**GOAL**.
Answer these from the extract on Prabhakaran and the peace process:
1. What form did the projectile that Uncle Sam aimed at the LTTE take?
2. What does Prabhakaran do while everybody is up to their eyeballs in the peace campaign?
3. In the picture of Prabhakaran signing the MoU, what is behind him?

**EXTRACT PROVIDED**.
==*==
Why nobody has done a respectable psychological profile of Veluppillai Prabhakaran is a moot point. Uncle Sam has aimed a projectile at the LTTE in the form of a press statement, and with that the peace process seems to have been galvanized this week as never before. But, characteristically, when everybody is upto their eyeballs in this peace campaign, Velupillai Prabhakaran goes into a shell and keeps silent.

One thing that was made obvious since this peace process started churning, was the fact that the old Supremo has really aged. There was one article which said "look at this picture of Prabhakaran signing the MoU— and see the map of Eelam behind him'' ( ……stretching from Hambantota to Mannar….) There is more than a valid point there no doubt.
==*==
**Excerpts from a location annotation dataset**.
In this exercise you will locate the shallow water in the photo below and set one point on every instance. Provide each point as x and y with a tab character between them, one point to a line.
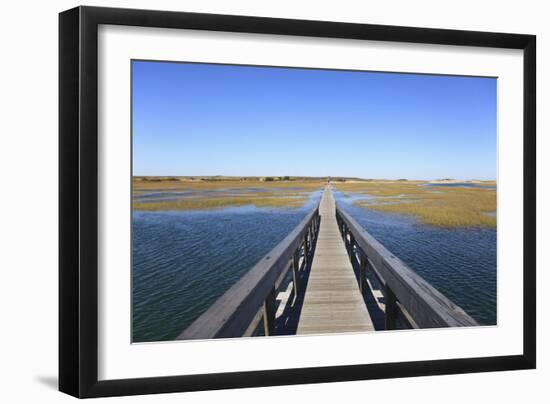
184	260
460	263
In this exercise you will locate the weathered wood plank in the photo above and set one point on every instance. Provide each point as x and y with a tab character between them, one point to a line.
426	305
332	302
232	314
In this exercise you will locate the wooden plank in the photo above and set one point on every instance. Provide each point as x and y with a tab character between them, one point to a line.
426	305
232	314
332	302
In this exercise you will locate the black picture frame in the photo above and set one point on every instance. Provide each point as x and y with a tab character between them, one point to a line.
78	201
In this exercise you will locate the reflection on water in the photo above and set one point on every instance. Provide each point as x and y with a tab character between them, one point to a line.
461	263
184	260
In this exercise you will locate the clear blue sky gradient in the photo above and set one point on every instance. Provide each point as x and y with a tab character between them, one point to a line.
203	119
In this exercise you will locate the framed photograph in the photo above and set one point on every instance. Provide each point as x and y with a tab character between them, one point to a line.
250	201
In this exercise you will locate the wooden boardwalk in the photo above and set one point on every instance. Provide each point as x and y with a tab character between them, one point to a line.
333	301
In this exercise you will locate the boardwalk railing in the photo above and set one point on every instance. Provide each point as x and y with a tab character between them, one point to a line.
239	311
405	292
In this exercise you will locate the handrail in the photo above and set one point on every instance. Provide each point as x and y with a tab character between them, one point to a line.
233	314
404	288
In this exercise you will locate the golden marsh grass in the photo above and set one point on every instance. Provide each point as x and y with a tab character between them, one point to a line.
275	194
437	206
220	202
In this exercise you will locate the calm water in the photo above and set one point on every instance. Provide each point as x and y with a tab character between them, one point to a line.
460	263
183	261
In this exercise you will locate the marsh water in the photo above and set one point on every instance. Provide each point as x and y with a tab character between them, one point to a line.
184	260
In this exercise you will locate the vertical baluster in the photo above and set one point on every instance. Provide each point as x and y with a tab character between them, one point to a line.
269	313
306	250
391	308
295	269
362	271
351	244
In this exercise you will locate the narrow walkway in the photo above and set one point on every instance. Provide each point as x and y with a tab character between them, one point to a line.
333	301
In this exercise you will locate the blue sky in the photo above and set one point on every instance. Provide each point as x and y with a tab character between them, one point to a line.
203	119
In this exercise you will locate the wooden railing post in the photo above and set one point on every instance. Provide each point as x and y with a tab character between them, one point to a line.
351	244
269	313
306	250
295	275
362	271
391	308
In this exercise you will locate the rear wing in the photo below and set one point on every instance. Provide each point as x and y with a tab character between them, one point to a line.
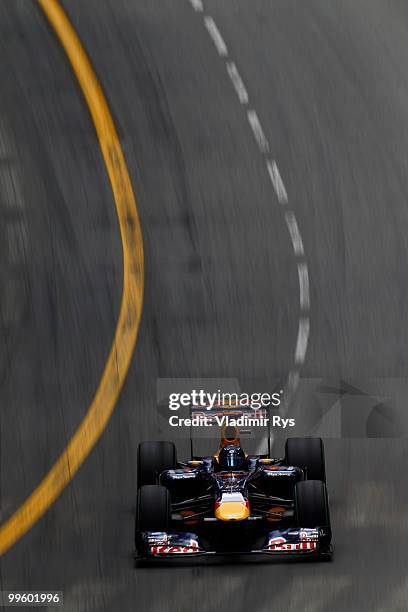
214	426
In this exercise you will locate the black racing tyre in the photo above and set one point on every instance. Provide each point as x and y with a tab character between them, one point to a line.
153	509
311	504
309	453
153	458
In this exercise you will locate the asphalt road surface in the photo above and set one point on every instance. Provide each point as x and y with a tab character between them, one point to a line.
329	83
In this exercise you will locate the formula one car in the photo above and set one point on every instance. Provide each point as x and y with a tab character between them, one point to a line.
231	502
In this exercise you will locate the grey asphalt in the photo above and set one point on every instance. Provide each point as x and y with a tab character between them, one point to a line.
329	82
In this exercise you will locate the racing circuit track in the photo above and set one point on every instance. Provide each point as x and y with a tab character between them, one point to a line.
229	274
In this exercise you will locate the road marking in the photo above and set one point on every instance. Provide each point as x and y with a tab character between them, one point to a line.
302	340
294	233
197	5
277	182
216	36
281	193
260	137
127	327
237	82
304	286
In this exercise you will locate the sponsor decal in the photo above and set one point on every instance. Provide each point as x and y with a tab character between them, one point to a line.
308	536
173	550
293	546
157	537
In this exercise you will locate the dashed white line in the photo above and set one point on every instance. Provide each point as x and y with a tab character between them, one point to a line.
237	82
294	233
281	193
302	340
216	36
277	182
197	5
304	286
260	137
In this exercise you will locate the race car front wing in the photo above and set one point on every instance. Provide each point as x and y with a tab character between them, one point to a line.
300	542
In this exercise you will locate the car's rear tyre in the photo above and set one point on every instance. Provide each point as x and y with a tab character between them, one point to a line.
311	504
152	459
309	453
153	510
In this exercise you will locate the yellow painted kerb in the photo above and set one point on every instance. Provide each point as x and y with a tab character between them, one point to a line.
124	340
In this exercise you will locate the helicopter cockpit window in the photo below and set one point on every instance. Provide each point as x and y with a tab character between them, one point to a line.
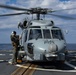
35	34
46	33
57	34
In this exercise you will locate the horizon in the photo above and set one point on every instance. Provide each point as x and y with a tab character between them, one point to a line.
9	23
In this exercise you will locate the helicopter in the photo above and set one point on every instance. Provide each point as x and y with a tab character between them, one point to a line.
40	40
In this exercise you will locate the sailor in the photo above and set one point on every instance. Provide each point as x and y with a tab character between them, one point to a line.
15	43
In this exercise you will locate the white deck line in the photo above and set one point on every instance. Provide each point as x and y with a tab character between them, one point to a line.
41	69
2	54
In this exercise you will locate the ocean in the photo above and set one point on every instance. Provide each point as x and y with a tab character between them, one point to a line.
==*==
**RESULT**.
1. A press statement.
2. He goes into a shell and keeps silent.
3. The map of Eelam.